### RECORDS TO USE ###

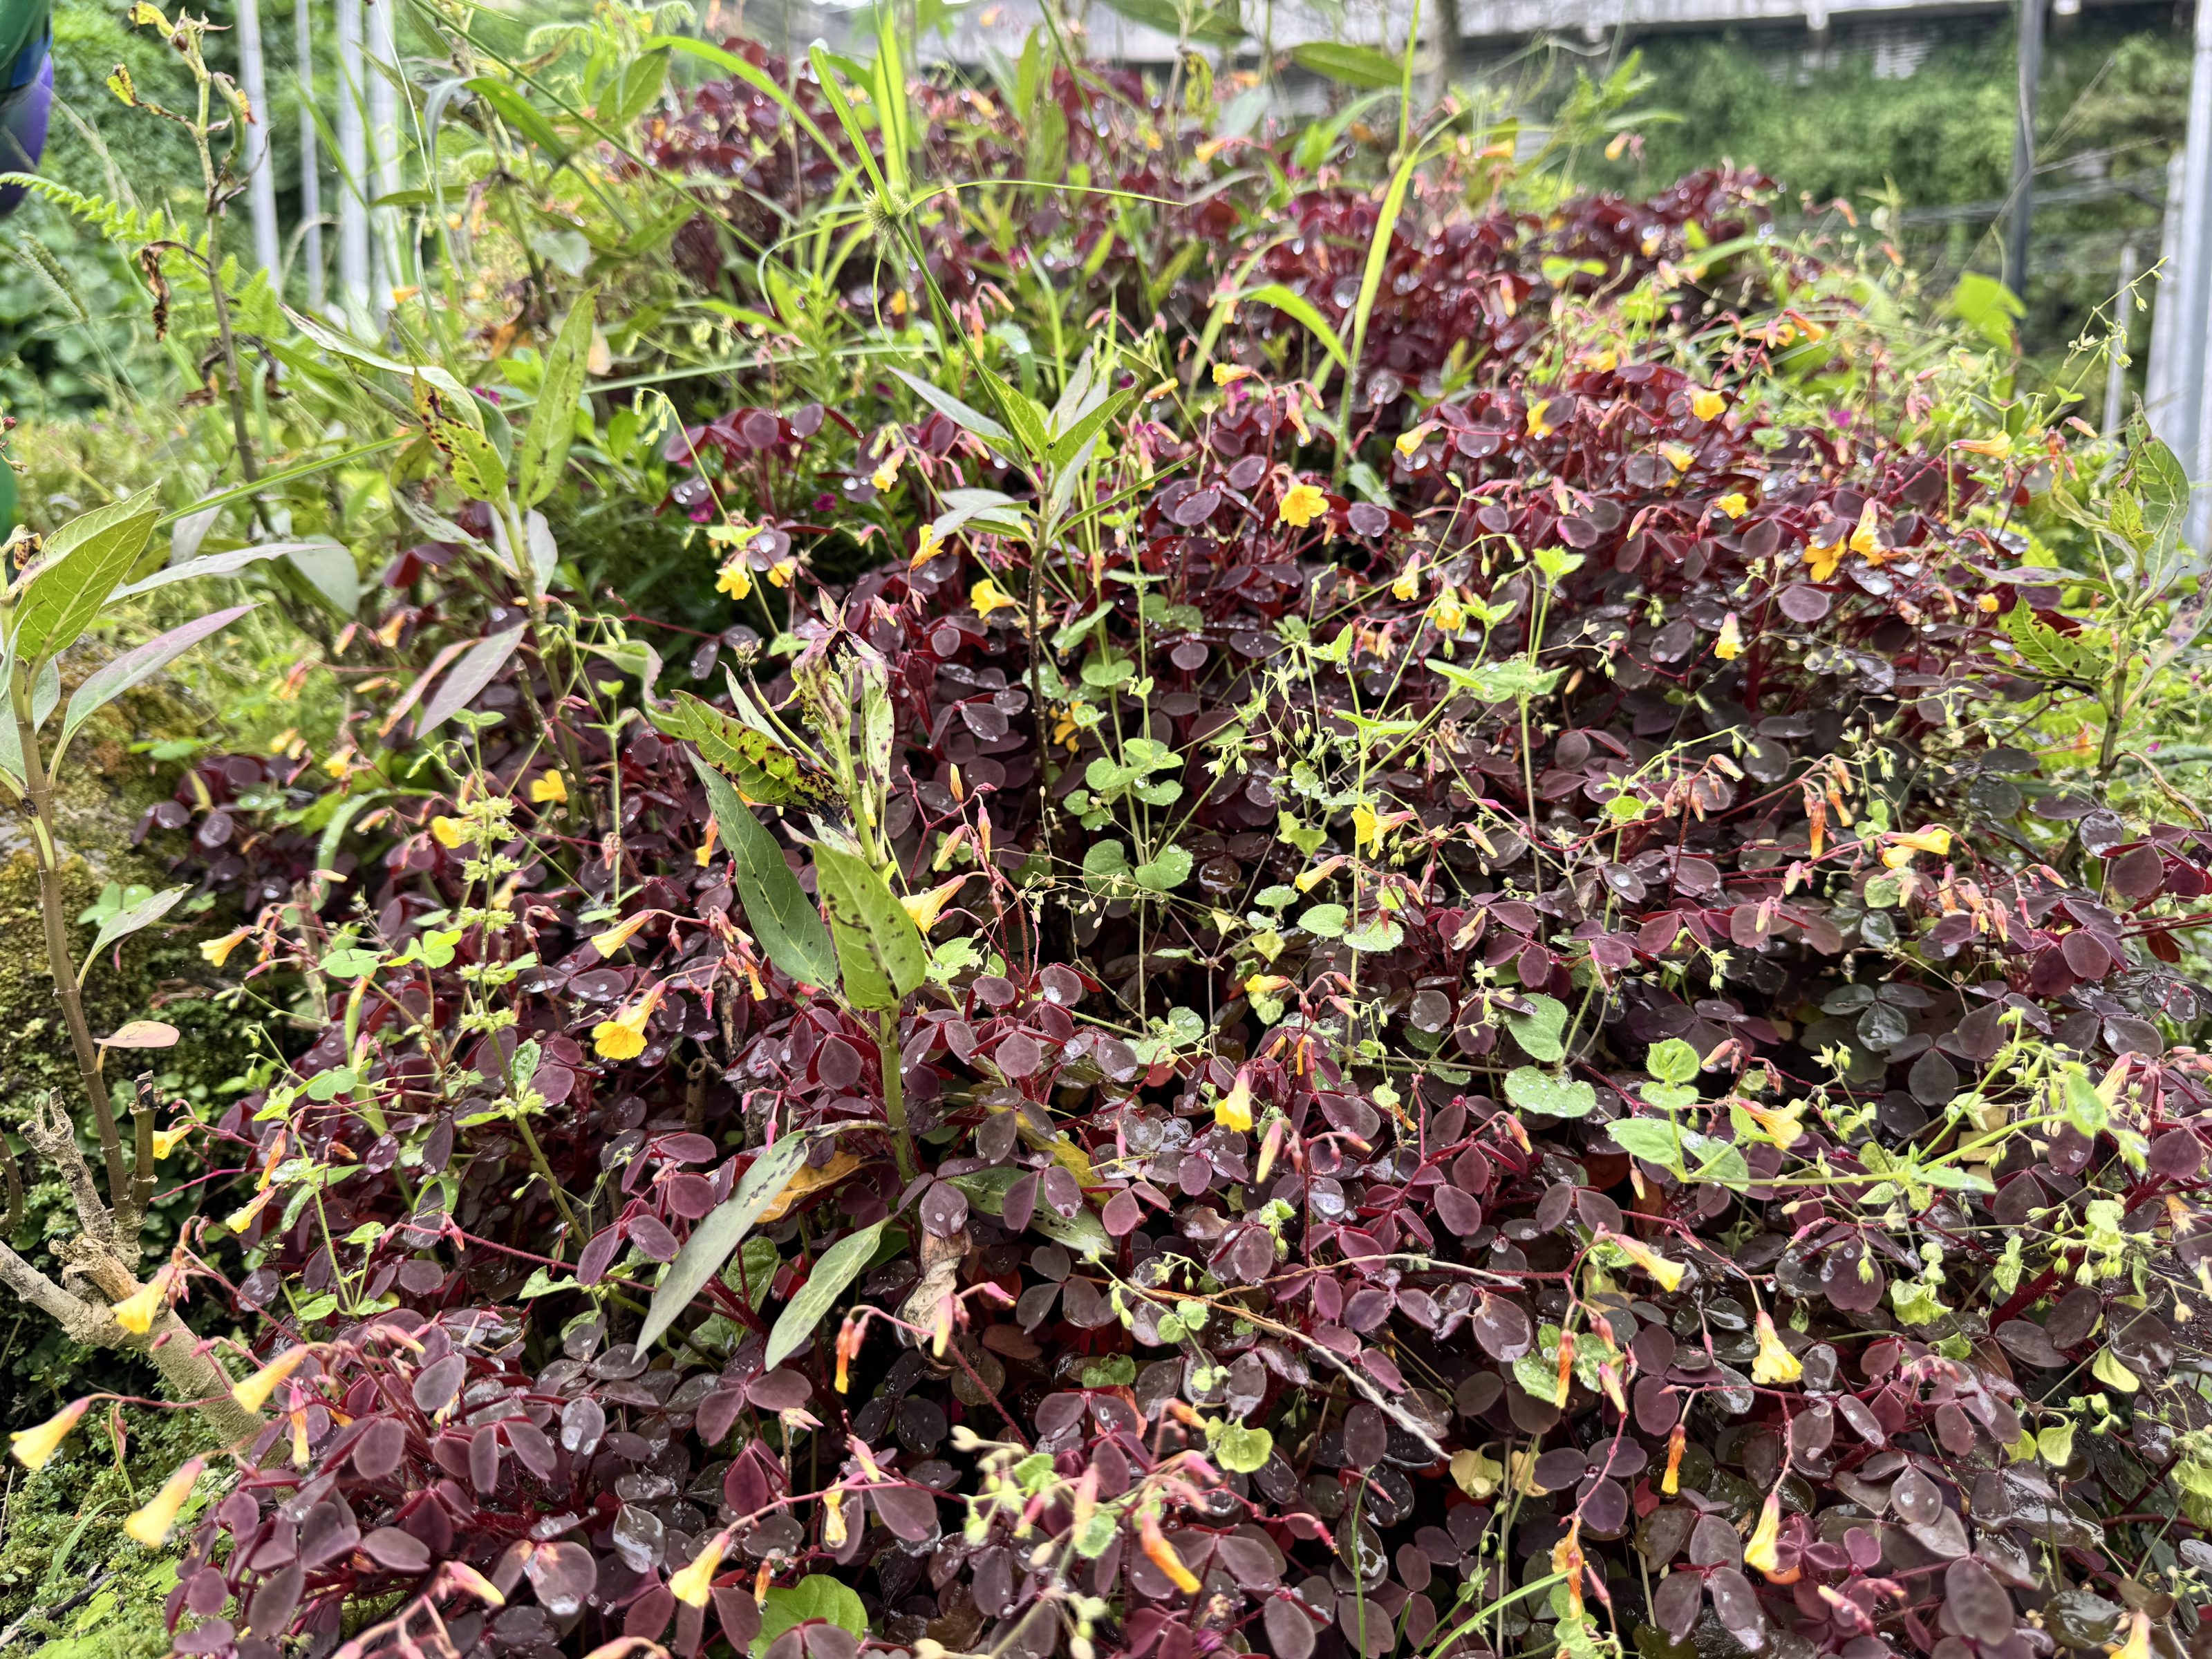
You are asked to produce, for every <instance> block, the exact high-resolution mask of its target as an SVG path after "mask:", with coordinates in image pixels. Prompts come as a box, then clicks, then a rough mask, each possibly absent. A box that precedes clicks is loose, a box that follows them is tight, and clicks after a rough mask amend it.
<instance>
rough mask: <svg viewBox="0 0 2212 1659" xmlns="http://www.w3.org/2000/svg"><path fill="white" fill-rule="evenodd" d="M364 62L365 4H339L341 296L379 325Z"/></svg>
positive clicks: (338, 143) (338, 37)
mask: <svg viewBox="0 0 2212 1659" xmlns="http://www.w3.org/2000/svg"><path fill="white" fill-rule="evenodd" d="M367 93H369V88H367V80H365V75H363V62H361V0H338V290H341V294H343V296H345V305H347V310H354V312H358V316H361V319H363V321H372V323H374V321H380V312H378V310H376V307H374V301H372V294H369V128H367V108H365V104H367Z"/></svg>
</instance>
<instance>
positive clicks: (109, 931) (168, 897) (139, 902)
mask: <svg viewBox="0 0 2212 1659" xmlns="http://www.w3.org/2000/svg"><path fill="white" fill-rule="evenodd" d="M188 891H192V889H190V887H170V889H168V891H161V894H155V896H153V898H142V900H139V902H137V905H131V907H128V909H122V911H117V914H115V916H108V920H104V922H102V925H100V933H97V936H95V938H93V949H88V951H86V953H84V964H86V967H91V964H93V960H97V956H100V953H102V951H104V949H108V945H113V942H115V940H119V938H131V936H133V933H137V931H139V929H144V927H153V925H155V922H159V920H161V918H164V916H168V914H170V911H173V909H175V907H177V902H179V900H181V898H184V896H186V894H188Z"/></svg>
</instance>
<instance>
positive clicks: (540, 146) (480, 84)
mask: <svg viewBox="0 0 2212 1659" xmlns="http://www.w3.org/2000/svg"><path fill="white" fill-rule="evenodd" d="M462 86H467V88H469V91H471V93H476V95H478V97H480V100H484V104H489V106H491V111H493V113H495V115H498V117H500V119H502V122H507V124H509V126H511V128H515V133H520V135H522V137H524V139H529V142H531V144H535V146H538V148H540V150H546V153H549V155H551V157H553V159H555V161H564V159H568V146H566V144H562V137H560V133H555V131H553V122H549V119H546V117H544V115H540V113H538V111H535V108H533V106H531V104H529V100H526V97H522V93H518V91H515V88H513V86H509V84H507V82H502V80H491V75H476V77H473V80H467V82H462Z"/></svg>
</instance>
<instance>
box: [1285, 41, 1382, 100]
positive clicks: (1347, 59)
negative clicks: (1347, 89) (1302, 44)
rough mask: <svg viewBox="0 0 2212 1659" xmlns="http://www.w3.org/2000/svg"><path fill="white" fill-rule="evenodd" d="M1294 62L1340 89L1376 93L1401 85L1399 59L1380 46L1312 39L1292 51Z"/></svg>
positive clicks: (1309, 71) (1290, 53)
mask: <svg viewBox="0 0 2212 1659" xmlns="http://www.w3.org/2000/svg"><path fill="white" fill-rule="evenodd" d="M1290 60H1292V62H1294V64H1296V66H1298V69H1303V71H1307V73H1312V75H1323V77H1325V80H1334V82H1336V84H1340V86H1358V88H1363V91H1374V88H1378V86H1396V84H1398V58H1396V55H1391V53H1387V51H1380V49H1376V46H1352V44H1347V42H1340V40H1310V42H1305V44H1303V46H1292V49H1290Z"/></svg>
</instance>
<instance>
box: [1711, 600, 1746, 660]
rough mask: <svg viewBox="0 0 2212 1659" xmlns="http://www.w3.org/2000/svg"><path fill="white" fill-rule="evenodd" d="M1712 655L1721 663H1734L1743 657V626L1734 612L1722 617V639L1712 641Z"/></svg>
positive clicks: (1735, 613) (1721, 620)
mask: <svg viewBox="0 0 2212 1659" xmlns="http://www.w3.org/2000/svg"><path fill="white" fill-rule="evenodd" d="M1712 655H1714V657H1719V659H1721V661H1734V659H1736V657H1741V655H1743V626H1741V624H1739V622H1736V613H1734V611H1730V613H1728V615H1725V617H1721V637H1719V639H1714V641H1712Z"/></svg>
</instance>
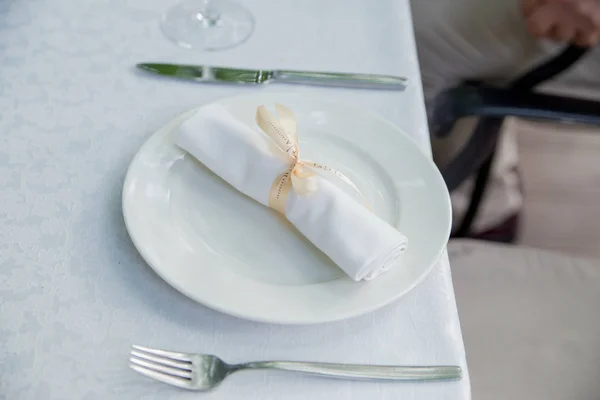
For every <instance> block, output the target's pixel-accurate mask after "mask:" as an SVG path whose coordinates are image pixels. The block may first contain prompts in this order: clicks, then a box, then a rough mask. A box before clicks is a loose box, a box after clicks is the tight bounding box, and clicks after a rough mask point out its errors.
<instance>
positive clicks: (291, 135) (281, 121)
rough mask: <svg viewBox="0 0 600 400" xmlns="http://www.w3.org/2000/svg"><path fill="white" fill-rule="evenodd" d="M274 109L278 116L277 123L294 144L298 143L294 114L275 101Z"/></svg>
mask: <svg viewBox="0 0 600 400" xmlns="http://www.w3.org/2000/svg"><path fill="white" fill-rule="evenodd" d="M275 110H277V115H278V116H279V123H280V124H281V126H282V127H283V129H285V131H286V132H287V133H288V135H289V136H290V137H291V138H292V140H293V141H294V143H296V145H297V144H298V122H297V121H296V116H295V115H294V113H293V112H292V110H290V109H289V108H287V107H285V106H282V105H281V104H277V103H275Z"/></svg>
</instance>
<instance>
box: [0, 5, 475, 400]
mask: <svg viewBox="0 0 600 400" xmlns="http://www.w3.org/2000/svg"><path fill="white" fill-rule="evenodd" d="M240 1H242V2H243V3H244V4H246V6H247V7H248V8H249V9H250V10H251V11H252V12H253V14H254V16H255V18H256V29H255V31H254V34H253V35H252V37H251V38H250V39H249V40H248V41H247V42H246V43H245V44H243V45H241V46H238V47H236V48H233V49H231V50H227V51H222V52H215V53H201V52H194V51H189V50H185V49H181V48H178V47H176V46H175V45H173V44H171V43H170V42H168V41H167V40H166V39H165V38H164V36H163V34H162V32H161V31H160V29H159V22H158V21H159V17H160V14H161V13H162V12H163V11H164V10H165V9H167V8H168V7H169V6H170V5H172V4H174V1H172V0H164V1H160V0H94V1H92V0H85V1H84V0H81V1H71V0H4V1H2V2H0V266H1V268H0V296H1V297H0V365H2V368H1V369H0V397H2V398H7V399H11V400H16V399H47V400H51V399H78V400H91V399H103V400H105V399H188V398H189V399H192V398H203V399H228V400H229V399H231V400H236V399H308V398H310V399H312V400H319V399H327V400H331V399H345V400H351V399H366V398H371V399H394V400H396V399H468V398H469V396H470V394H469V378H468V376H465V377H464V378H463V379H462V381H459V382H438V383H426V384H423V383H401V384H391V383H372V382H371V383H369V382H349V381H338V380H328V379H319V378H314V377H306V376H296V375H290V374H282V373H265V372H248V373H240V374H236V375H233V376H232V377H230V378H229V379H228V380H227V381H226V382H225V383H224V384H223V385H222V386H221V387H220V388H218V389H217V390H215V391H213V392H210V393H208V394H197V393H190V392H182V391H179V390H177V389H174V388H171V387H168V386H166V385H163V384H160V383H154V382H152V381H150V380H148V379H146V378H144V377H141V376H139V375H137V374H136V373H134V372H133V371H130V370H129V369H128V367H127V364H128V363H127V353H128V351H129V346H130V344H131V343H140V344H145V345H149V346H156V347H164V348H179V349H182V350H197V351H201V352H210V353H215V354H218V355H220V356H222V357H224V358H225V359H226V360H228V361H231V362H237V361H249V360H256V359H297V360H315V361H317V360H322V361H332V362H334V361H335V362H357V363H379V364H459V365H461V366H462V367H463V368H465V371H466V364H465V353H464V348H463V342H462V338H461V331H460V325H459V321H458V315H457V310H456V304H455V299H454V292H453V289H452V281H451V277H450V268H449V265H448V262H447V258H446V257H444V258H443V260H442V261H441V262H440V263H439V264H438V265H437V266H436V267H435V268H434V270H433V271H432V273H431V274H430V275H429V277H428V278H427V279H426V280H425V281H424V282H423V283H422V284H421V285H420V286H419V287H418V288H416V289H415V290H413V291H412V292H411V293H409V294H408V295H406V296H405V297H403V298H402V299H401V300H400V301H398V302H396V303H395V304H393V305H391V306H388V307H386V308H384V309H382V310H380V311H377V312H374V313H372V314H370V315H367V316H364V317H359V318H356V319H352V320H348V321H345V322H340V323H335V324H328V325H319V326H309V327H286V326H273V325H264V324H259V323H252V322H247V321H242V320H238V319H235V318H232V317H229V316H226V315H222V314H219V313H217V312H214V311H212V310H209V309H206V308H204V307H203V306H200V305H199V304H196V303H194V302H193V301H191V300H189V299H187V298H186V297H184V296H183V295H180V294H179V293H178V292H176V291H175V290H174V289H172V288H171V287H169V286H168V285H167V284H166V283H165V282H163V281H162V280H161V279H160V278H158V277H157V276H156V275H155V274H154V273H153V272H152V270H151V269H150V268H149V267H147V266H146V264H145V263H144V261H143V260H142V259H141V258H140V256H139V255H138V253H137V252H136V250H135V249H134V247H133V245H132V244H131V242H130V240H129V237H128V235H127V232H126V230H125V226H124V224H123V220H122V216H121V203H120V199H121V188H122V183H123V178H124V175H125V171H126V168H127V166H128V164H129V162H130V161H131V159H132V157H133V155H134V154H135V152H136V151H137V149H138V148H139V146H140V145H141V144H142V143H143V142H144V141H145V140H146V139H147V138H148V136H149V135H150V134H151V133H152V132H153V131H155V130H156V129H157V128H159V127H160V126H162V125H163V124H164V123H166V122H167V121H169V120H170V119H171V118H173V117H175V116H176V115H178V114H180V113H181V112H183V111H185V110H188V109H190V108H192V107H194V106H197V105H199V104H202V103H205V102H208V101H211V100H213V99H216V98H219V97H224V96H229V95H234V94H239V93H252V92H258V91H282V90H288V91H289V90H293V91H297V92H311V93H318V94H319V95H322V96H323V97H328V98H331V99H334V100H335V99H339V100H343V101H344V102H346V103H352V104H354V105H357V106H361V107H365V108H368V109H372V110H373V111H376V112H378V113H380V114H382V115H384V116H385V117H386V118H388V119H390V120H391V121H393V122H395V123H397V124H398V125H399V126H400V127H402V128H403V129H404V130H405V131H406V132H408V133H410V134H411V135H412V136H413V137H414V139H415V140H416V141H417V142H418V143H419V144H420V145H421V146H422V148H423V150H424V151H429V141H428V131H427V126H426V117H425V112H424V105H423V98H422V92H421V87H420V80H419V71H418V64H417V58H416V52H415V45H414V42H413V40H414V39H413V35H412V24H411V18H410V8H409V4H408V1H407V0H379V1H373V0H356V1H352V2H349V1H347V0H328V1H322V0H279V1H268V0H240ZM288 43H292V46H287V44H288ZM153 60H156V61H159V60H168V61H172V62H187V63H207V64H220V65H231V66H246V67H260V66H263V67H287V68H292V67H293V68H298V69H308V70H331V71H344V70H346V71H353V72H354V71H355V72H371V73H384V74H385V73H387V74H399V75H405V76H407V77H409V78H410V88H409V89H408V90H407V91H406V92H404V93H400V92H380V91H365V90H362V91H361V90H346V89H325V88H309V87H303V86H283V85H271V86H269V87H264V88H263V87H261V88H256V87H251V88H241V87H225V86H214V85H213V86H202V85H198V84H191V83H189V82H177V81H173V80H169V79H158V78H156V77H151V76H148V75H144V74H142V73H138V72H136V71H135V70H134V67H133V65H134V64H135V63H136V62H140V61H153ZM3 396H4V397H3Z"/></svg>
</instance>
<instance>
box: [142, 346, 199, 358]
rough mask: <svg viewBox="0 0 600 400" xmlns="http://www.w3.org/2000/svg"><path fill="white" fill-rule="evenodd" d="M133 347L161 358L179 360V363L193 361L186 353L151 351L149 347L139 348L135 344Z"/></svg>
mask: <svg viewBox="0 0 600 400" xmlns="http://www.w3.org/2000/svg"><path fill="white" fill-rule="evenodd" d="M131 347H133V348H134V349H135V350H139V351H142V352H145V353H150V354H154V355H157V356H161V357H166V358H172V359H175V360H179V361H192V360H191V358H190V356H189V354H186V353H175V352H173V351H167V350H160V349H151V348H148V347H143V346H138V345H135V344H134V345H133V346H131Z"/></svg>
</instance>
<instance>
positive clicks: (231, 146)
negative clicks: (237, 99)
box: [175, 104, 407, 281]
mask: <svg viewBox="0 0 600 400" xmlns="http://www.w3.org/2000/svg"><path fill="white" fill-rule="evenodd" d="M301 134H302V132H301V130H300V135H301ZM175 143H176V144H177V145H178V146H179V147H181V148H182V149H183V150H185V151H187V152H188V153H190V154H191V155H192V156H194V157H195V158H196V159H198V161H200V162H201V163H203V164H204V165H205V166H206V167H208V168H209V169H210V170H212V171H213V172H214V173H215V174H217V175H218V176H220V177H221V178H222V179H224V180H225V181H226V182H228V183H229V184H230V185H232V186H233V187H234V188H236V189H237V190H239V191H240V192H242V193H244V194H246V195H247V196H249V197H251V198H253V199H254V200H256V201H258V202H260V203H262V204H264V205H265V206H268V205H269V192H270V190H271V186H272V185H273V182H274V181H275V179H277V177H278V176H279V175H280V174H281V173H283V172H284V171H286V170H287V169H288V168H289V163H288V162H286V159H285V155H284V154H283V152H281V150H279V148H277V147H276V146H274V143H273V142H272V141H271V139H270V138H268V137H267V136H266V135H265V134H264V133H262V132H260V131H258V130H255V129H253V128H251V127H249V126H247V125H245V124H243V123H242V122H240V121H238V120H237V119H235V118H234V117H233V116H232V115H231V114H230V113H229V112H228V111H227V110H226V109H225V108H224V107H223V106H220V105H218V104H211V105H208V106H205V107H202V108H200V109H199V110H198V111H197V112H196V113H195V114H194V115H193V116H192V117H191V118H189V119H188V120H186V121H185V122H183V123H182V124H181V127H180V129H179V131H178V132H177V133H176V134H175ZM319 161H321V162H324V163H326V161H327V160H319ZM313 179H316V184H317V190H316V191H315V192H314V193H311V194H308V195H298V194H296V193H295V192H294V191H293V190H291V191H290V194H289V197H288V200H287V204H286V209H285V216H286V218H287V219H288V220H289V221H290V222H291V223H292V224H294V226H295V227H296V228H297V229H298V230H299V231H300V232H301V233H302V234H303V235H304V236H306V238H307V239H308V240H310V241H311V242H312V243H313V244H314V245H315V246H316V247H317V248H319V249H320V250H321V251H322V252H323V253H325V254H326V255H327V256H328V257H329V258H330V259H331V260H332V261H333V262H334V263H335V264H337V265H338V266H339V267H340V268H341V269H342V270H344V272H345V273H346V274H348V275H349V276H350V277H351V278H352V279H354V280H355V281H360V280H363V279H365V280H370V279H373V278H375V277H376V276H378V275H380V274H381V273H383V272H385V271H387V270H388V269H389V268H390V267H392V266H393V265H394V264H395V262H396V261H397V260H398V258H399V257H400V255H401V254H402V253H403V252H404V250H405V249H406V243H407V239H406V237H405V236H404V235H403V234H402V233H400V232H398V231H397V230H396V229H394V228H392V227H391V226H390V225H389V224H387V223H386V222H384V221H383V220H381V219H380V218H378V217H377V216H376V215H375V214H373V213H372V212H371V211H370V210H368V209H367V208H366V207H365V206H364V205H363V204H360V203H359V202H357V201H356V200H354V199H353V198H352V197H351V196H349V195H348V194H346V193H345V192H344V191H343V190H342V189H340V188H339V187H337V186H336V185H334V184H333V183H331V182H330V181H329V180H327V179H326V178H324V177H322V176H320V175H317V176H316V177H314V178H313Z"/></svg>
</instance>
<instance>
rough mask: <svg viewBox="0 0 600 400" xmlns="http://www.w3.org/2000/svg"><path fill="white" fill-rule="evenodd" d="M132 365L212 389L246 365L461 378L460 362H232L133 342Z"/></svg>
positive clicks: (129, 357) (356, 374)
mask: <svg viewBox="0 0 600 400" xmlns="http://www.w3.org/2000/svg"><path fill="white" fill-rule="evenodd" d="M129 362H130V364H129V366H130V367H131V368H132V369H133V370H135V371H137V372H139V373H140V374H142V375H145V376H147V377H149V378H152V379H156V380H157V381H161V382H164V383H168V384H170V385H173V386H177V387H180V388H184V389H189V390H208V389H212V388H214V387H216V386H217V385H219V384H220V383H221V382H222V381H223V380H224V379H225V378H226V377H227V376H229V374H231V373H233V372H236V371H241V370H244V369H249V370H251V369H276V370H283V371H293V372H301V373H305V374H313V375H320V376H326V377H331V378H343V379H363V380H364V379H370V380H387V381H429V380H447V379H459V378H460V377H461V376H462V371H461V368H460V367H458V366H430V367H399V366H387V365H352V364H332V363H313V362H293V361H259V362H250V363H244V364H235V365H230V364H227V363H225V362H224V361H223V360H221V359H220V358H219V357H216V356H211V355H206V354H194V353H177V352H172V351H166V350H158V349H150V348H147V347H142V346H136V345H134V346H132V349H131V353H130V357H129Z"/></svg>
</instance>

###

▶ WHAT TO DO:
Edit the lines from the first one up to and including the line with "positive clicks: (338, 143) (338, 37)", replacing "rough mask" with "coarse mask" and leaving everything else unchanged. Leave the pictures out of your answer.

▶ ANSWER TO THIS TASK:
You are asked to produce, for every <instance> block, the exact high-resolution mask of its target as an SVG path after "mask:", with coordinates in image pixels. Prompts come as a box, then clicks, then a coarse mask, each possibly absent. A box that precedes clicks is loose, a box that follows them is tight, and clicks after a coarse mask amend it.
<instance>
coarse mask: <svg viewBox="0 0 2212 1659" xmlns="http://www.w3.org/2000/svg"><path fill="white" fill-rule="evenodd" d="M364 62L365 4H339L341 296L379 325Z"/></svg>
positive clicks: (338, 143) (338, 37)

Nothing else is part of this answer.